Print the entries that appear below, exactly as written and without their pictures.

------ DATA EXTRACT ------

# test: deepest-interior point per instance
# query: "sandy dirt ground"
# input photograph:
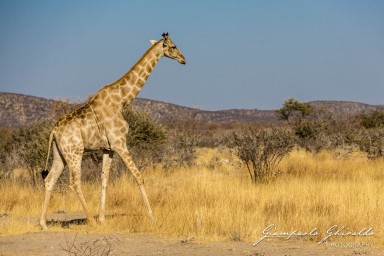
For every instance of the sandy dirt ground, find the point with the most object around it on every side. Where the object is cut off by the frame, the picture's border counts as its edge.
(57, 243)
(71, 243)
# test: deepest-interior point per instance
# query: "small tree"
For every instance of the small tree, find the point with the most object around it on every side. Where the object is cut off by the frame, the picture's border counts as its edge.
(373, 120)
(372, 142)
(261, 151)
(293, 109)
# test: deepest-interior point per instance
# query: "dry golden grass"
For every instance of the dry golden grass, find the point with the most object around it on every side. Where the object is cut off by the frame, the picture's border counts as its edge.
(216, 200)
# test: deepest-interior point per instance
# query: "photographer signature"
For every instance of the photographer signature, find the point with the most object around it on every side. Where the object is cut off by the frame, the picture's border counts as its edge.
(341, 231)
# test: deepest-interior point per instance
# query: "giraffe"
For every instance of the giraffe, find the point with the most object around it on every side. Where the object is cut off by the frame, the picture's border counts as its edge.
(100, 125)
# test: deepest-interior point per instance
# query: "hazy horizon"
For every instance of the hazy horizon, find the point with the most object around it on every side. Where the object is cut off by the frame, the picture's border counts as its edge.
(240, 54)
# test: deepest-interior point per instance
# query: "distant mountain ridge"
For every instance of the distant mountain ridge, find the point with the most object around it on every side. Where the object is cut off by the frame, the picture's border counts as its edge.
(18, 110)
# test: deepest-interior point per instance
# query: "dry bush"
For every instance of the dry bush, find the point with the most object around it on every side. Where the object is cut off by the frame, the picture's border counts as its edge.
(261, 151)
(317, 191)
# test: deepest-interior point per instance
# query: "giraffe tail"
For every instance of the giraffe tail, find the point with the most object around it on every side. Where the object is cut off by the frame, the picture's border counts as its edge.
(44, 173)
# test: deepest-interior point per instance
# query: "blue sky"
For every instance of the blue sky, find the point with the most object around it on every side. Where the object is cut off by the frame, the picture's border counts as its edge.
(240, 54)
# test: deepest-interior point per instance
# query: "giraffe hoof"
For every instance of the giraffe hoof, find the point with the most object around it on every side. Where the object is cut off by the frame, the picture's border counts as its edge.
(92, 222)
(43, 225)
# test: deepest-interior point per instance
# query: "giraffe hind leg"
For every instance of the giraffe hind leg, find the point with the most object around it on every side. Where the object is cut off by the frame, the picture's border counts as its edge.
(50, 181)
(127, 159)
(75, 184)
(107, 161)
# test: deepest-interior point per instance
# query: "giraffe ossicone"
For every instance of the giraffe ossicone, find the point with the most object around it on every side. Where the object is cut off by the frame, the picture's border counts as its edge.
(100, 125)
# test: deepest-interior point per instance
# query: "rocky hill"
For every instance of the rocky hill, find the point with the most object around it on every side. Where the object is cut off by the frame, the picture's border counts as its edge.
(17, 110)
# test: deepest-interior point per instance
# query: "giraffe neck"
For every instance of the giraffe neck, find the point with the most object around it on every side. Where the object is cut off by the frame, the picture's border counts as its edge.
(133, 81)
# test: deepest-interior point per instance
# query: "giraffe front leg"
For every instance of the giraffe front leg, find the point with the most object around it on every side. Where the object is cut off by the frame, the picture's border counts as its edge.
(107, 161)
(49, 182)
(127, 159)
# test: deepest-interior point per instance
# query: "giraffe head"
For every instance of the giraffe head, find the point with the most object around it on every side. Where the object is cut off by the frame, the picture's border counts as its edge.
(170, 50)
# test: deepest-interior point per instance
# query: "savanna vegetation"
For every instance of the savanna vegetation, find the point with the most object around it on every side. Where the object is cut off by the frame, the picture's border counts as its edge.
(217, 182)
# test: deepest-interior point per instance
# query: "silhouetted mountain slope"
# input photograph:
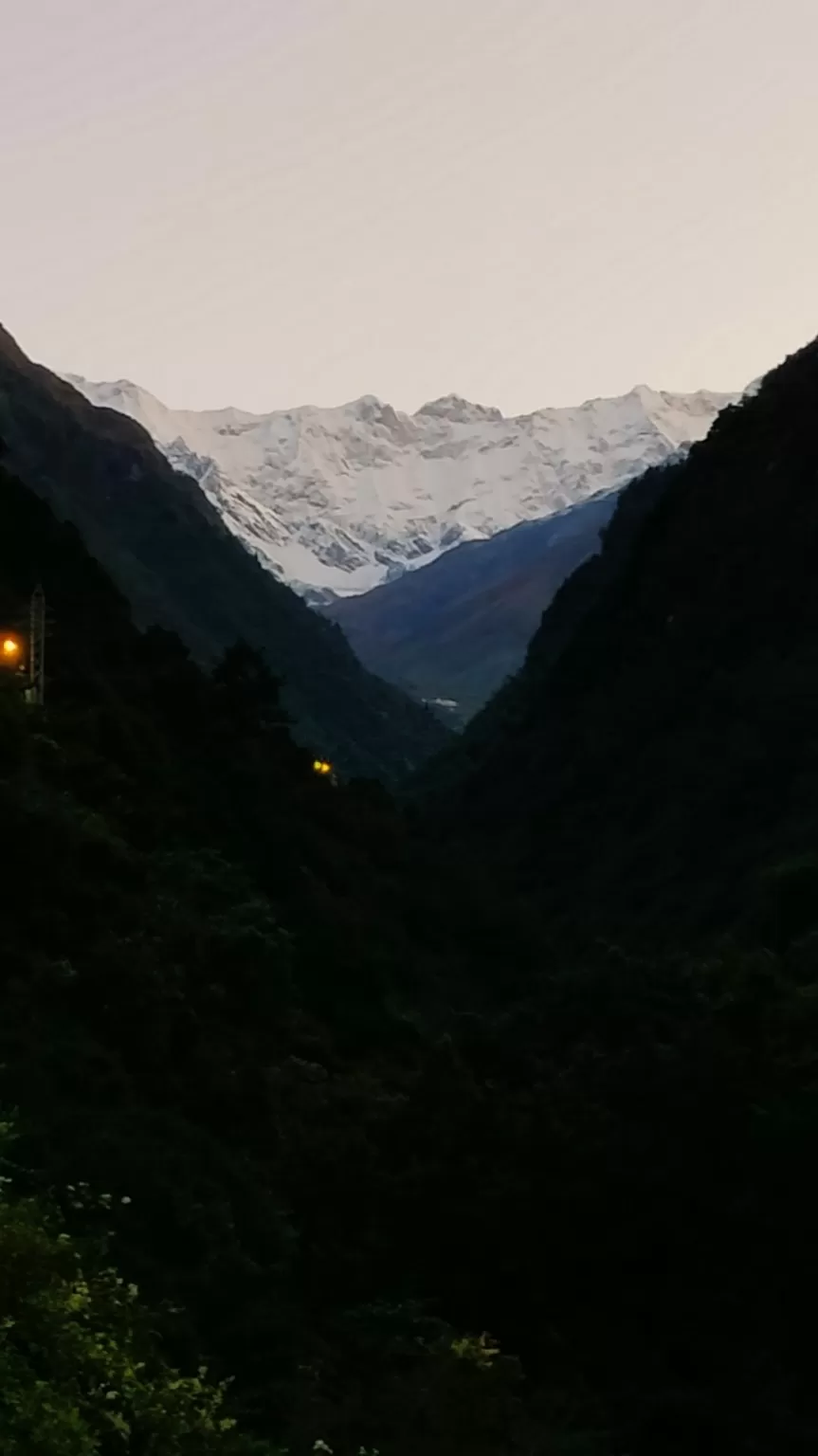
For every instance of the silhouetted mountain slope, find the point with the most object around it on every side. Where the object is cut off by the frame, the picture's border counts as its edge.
(178, 565)
(457, 628)
(345, 1100)
(660, 743)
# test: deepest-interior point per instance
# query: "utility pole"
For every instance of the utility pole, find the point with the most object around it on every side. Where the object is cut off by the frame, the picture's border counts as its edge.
(37, 648)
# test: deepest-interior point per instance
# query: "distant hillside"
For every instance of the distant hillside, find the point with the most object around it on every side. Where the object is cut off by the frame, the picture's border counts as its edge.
(342, 500)
(456, 629)
(658, 746)
(175, 561)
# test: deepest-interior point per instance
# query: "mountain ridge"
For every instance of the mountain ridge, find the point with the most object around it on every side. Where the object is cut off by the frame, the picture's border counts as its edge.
(336, 501)
(171, 554)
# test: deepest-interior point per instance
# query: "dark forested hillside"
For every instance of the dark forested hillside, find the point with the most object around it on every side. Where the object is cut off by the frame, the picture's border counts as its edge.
(456, 629)
(172, 556)
(658, 746)
(486, 1130)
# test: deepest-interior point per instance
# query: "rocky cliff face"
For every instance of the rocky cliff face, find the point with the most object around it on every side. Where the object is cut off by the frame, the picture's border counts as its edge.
(338, 501)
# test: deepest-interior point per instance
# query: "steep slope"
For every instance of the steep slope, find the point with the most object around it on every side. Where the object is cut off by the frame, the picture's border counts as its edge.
(168, 549)
(453, 630)
(660, 743)
(341, 500)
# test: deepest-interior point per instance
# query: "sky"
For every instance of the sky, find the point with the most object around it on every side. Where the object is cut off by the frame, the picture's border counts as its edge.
(529, 203)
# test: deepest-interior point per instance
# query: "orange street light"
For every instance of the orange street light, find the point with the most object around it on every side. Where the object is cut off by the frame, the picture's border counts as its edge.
(10, 649)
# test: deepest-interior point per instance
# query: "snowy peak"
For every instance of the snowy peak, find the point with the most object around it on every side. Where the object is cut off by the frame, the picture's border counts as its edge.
(336, 501)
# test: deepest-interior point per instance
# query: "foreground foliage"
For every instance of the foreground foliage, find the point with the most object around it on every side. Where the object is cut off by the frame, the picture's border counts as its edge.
(370, 1101)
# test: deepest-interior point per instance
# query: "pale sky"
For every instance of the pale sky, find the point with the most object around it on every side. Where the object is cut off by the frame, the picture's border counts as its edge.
(269, 203)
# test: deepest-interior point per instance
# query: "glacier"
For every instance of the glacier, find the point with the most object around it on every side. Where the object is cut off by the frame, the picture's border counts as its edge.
(336, 501)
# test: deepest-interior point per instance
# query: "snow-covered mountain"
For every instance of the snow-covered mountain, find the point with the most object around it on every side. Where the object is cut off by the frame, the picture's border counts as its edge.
(336, 501)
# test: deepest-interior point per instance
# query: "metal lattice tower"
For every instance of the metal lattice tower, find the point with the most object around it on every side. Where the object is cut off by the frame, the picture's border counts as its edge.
(37, 646)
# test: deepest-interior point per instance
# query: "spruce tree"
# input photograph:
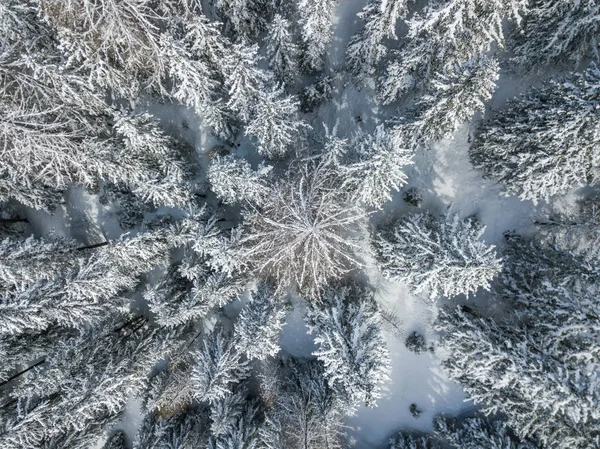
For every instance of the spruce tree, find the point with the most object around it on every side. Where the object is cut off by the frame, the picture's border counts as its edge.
(557, 32)
(347, 330)
(282, 51)
(366, 48)
(537, 364)
(439, 256)
(316, 21)
(545, 142)
(446, 34)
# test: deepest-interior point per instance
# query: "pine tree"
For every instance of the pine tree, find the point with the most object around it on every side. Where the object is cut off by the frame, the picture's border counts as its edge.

------

RESULT OF THE EXERCISE>
# test: deepest-interior point per instance
# query: "sandy dirt ground"
# input photograph:
For every instance of the sandy dirt ground, find the point with the most object around it on every side. Where the object is cut off by the frame, the picture's border counts as its edge.
(57, 243)
(71, 243)
# test: deepest-interior point per instance
# query: "small tree"
For every instance of the small tree, find the point with the most object around it on every side. Where the object is cut off by the frame, the picture's border counts as its edge.
(373, 120)
(372, 142)
(261, 151)
(293, 109)
# test: deepest-interior point per instance
# query: "dry golden grass"
For every instance of the dry golden grass, find the point with the most object around it on every side. Where the object is cut off by the frame, the picture's border counts as its edge.
(216, 200)
# test: deepest-interior point per instance
# query: "photographer signature"
For every instance of the photographer signature, find the point with the most object around it on every side. Where the object is cut off by the frame, the picture's border counts as its edge.
(341, 231)
# test: deepest-interior point per instance
# query: "giraffe"
For every instance of the giraffe, find the point with the most object around it on every side. Where the object is cut off by the frame, the picture's border counts as its edge.
(100, 125)
# test: deepest-interior point per instance
# query: "hazy horizon"
For every instance of the hazy horizon, find the point with the most object around it on every side. Where the object is cut off by the frame, the picture's border counts as its edge.
(240, 54)
# test: deepest-interior point per instance
# query: "distant mountain ridge"
For every instance of the distant mountain ridge, find the point with the most object around it on every side. Where the object is cut off by the frame, the picture's border counts as its edge.
(18, 110)
# test: deepest-interior point per instance
# query: "dry bush"
For every instance of the dry bush, find the point with the most object around it on every side. Where the object is cut off by the frame, the picture's border counts as its edge.
(261, 151)
(317, 191)
# test: deepest-interior point per instance
# query: "giraffe tail"
For every instance of the giraffe tail, find the point with the most object around it on every side. Where the object is cut off by the frame, the picture's border counts as its edge.
(44, 173)
# test: deepest-interior point per instance
# query: "blue sky"
For every instance of the blue sky, find the point with the most object around it on every side. Where the object is cut off by the frame, the picture's border counts as its edge.
(240, 54)
# test: deepest-interior point per instance
# query: "giraffe hoof"
For every instance of the giraffe hoof, find the point with the most object around it on every side. Where the object is cut off by the frame, the picture's border counts as its edge.
(92, 222)
(43, 225)
# test: deepest-interior point per instance
# query: "giraffe hind leg"
For every instance of the giraffe hind leg, find the point with the most object around it on every side. Where the object is cut off by the frame, the picture's border counts as its edge.
(50, 181)
(127, 159)
(75, 184)
(107, 161)
# test: deepest-interior point per instance
# query: "giraffe ossicone"
For every instance of the giraffe ossicone, find the point with the most object around it on every side. Where the object is cut off by the frame, the picture's border counts as its edge.
(100, 125)
# test: deepest-interior point per instance
# query: "rocky hill"
For every instance of the rocky hill, find the point with the most object around it on every side. Where the object is cut off by the frame, the picture's border counts as its edge.
(17, 110)
# test: deepest-interior point per instance
# query: "giraffe neck"
For every instance of the giraffe neck, find the point with the most object around it on every side. Where the object is cut off by the frame, the picture's border counts as its edge.
(133, 81)
# test: deepest-interior point per instance
# query: "giraffe front leg"
For every instance of the giraffe front leg, find the point with the most object around it on every side. Where the object is cut off by the frame, the picture's border counts as its edge.
(107, 161)
(49, 182)
(127, 159)
# test: deepest-interior point per instance
# query: "giraffe head"
For every instance of the giraffe head, find the point with the most object around it on every side. Where the object is cut off by the frame, the picture's border counts as its edge.
(170, 50)
# test: deepest-interior point per instance
# query: "savanna vegetation"
For every instance of the savanna vegetation, find the point with the most object around it on every side. Where the object is cut off by the frame, the picture's border counts as its edge.
(217, 182)
# test: deepest-interior point per instance
# query: "silhouetted mountain slope"
# input photograph:
For every instance of the silhouetted mountain slope, find the point with the most object around it on every side. Where the object is cut off by the frame, the picture's border counts as its edge.
(178, 565)
(457, 628)
(345, 1100)
(660, 743)
# test: deepest-interior point per instance
# query: "utility pole"
For every instance of the utility pole, find the point with the most object around it on every side. Where the object is cut off by the frame, the picture's border counts as its edge.
(37, 648)
# test: deepest-interior point per instance
# query: "distant hillside"
For every instance of the distant hillside, find the point with the most object around it on every side. Where the object is cut off by the frame, the picture's border counts as its edge.
(342, 500)
(456, 629)
(658, 746)
(175, 561)
# test: deepest-interior point per instance
# query: "mountain ridge"
For every instance of the mountain ridge, find the point with the most object around it on every side. Where the object is cut off by the frame, the picture's border counts as its edge.
(336, 501)
(171, 554)
# test: deepest-interior point per instance
# query: "dark forested hillside"
For every instance of the dark forested hillside, find the point with the most object around it on every side. Where the object is cut off by the frame, the picture's border counts as its edge.
(456, 629)
(172, 556)
(658, 746)
(486, 1130)
# test: deepest-interior point per instance
# query: "rocky cliff face"
For every instance of the rocky cliff face, find the point with the most object around it on every side. Where the object is cut off by the frame, the picture's border counts as its edge.
(338, 501)
# test: deepest-interior point per instance
# query: "steep slope"
For every instance of the steep slope, find the point with the most object around it on every side. Where the object is cut off by the frame, the picture's border counts as its edge.
(168, 549)
(453, 630)
(660, 743)
(341, 500)
# test: deepest-interior point per instance
# query: "sky"
For every instance of the sky, find the point with the most object around it on every side. Where the object is cut off by the frame, the picture's border counts as its edge.
(529, 203)
# test: deepest-interior point per instance
# query: "orange street light"
For every instance of the orange street light, find the point with the most object around it on every side. Where the object is cut off by the frame, the picture's border counts as its edge.
(10, 649)
# test: deepest-interior point per instance
# query: "snowy peak"
For every instance of the snowy peak, find the point with the most object around it on every side. Where the object is cut off by the frame, the picture's border counts as its edge.
(336, 501)
# test: deepest-interior point per instance
# query: "foreground foliage"
For every instance of the foreground foliage, find the point with the most object around it on every side. Where the object is cut off by the frame, the picture's border counts as its edge.
(370, 1101)
# test: deepest-interior point per instance
# query: "pale sky"
For every instance of the pale sky, find the point with the most object around it on every side. Where the object is cut off by the frame, the picture's border counts as its edge.
(269, 203)
# test: deepest-interior point per instance
# query: "glacier"
For every instance of the glacier, find the point with the most object around it on every side. Where the object is cut off by the frame, the picture's border counts as its edge.
(336, 501)
# test: deepest-interior point per instance
# query: "snow-covered mountain"
For every instance of the snow-covered mountain, find the point with the most object around it on every side. Where the object is cut off by the frame, the picture's border counts as its edge.
(336, 501)
# test: deepest-interior point per instance
# query: "metal lattice tower"
For every instance of the metal lattice tower, find the point with the most object around it on every side. Where the object is cut off by the frame, the picture's border counts as its edge.
(37, 646)
# test: deepest-interior point per instance
# query: "spruce tree"
# input photograph:
For every instance of the spruce tree, find the point with the most object around it on every side. Where the object is cut off by the frame, the picture's border counts as its edge.
(557, 32)
(347, 330)
(282, 51)
(366, 48)
(537, 364)
(439, 256)
(316, 21)
(545, 142)
(446, 34)
# test: deepest-interior point per instance
# query: "pine tree"
For every instance of the pine tree, find the point with the most object around it on every side. Where the object is cut off by the frame, the picture's border counts as its edge.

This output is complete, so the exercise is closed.